▸ **DIRECTIVE**:
Without including any images, reproduce each entry exactly.

◆ ◆ ◆

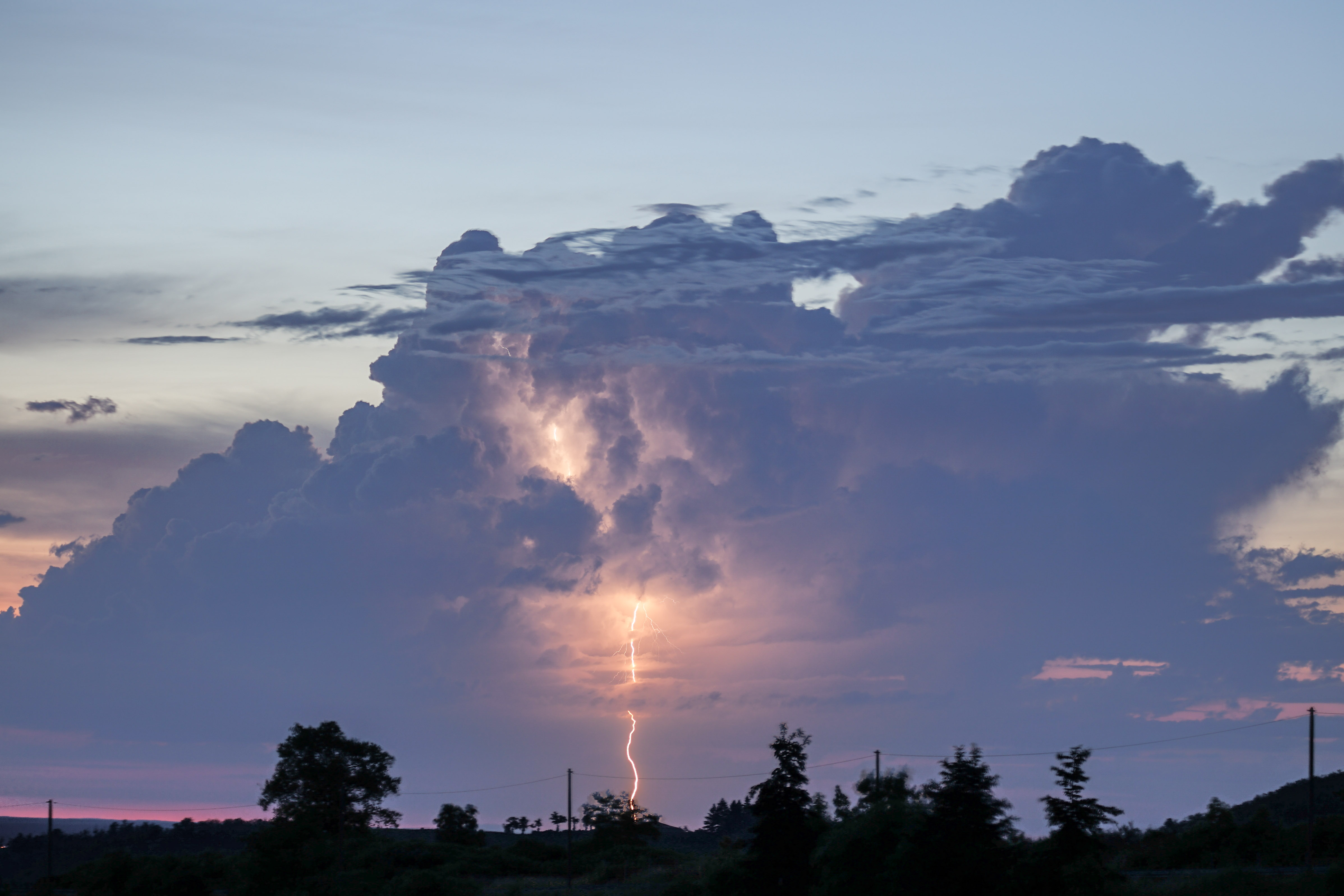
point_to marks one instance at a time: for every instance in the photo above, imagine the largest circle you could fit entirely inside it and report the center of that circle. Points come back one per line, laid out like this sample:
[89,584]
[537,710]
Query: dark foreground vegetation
[949,837]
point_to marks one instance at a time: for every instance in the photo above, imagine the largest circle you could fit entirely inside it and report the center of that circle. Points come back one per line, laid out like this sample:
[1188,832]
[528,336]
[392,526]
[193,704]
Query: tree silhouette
[870,839]
[788,821]
[458,825]
[617,821]
[1076,819]
[730,819]
[331,782]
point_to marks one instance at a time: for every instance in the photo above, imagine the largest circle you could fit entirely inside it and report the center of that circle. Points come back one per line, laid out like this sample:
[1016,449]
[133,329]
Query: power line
[143,809]
[749,774]
[1141,743]
[475,791]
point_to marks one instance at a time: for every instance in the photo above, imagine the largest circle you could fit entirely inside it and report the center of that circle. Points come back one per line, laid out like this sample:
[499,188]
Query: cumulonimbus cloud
[979,456]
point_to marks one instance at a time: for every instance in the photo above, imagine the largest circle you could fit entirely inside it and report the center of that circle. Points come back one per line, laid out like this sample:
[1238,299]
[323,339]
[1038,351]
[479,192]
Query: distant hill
[1288,804]
[14,825]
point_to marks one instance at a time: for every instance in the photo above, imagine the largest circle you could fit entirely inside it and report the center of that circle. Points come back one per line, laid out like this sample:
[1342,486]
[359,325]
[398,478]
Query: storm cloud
[980,465]
[79,412]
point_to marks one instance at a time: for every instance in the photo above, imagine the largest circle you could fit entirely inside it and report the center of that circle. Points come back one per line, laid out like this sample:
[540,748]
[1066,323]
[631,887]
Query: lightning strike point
[628,741]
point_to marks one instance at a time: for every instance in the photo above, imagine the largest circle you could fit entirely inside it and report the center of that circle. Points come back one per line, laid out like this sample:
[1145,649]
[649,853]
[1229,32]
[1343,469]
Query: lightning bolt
[630,759]
[633,617]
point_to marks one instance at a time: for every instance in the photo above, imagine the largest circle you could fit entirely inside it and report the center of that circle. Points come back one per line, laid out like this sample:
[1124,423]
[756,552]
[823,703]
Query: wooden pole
[1311,784]
[569,829]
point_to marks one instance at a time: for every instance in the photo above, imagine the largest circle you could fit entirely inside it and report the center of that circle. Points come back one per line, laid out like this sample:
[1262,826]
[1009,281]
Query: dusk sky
[915,374]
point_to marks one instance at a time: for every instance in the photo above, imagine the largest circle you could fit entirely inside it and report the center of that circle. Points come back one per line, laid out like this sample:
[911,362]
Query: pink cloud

◆ ◆ ◆

▸ **SOLVED PROBLEM**:
point_to marks one instance at a time: for every instance in the photo above, imagine the largest circle you could fit entirely inside it and report the center of that circle. Points come back one per line, laid out like this sample:
[89,584]
[537,710]
Query: dark foreground vegetation
[949,837]
point_to marks one instance at a time: for every instance in the photo above, imagine the largest circle you could fit entirely inside it and report the center of that circle. Points come back one per line, laid out like this sample:
[1188,832]
[528,336]
[392,526]
[193,704]
Query: tree silhouette
[870,839]
[788,821]
[458,825]
[617,821]
[1076,819]
[730,819]
[331,782]
point_to marks one instance at a time: for every instance in the photo above, imagine the largest circle you could fit entirely inside it and report the center of that circle. Points come back one per line, laid out like this sample:
[1016,449]
[133,329]
Query: power line
[143,809]
[749,774]
[1141,743]
[475,791]
point_to marks one instance at a time: for every instance in the photo above, imagine the largest circle you could fit entirely inside it and report the center of that circle. Points come back one per line, laid out like this sample:
[499,188]
Query: cumulonimbus cloud
[979,456]
point_to marks one instance at a time: for every instance in the photo above, imagine the largest circle you could fit entirely inside it and report the center of that circle. Points come back one per line, laid out like this sample:
[1238,299]
[323,339]
[1038,351]
[479,192]
Query: distant hill
[1288,804]
[14,825]
point_to marks one instance at a time: for every instance in the photo above, imagine the largest circle you could fit entirely inside it and report the center of that circle. Points come back one per line, laid out like this sample:
[1342,486]
[359,325]
[398,478]
Query: storm cloud
[980,465]
[79,412]
point_to marks one instance at a time: for every instance in the photo above, imagine the largest circle you could fit entirely inside it and report the center of that circle. Points come back one per line, laid out like this sample:
[540,748]
[1066,323]
[631,887]
Query: lightning strike point
[628,741]
point_to marks one instance at a time: for every instance in the photo above, imagine the largest circle you could fit entirely inside it and report the center of that circle. Points come back one per line, laid out like this sample:
[1145,649]
[649,853]
[1229,32]
[1343,469]
Query: lightning bolt
[630,759]
[633,617]
point_to marks one instance at a time: for every instance in the photo above, imagine the largest circle you could fit entirely inside it and report the center of that circle. Points come back one per line, laid out like this sample:
[1124,423]
[756,552]
[823,703]
Query: wooden pole
[1311,784]
[569,829]
point_to marks one instance at a time: for every instance in the photo above, imagine the largest circle you could fit entirely inside it and report the center of that circle. Points come back one per line, laid out like this sample:
[1262,826]
[1009,281]
Query: dusk sky
[915,374]
point_to marks one instance at a time: for every instance in the photo above, imagine the largest circle you could fit entirely inside it and report the center of that circle. Points come back one per line, laid out like this sample:
[911,362]
Query: pink cloud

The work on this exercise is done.